■ **Task details**
Return the listing below exactly, with the pictures dropped.

■ **Dataset rows**
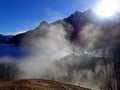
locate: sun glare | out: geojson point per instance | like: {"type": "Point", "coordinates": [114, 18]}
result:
{"type": "Point", "coordinates": [107, 8]}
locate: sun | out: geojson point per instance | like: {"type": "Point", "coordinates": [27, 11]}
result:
{"type": "Point", "coordinates": [107, 8]}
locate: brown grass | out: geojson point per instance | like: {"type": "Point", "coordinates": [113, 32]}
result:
{"type": "Point", "coordinates": [37, 84]}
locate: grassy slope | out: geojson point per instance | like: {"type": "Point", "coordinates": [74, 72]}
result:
{"type": "Point", "coordinates": [37, 85]}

■ **Worked answer**
locate: sun glare | out: geojson point per instance | like: {"type": "Point", "coordinates": [114, 18]}
result:
{"type": "Point", "coordinates": [107, 8]}
locate: sun | out: geojson point per instance | like: {"type": "Point", "coordinates": [27, 11]}
result:
{"type": "Point", "coordinates": [107, 8]}
locate: brown grass | out: geojson point per instance | like: {"type": "Point", "coordinates": [113, 32]}
result:
{"type": "Point", "coordinates": [37, 84]}
locate: grassy slope | out: geojson point per instance | like: {"type": "Point", "coordinates": [74, 72]}
result:
{"type": "Point", "coordinates": [37, 85]}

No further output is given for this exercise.